** Start Provided records **
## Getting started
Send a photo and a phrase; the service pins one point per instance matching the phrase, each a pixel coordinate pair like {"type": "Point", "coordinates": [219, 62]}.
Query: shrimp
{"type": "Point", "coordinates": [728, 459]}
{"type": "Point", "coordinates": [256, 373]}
** End Provided records **
**What the task asks:** Locate each line in the listing that contains the string "type", and copy those lines out in full.

**Solved exercise:**
Send a photo and a phrase; the service pins one point per instance matching the phrase, each a pixel coordinate pair like {"type": "Point", "coordinates": [219, 62]}.
{"type": "Point", "coordinates": [728, 459]}
{"type": "Point", "coordinates": [256, 373]}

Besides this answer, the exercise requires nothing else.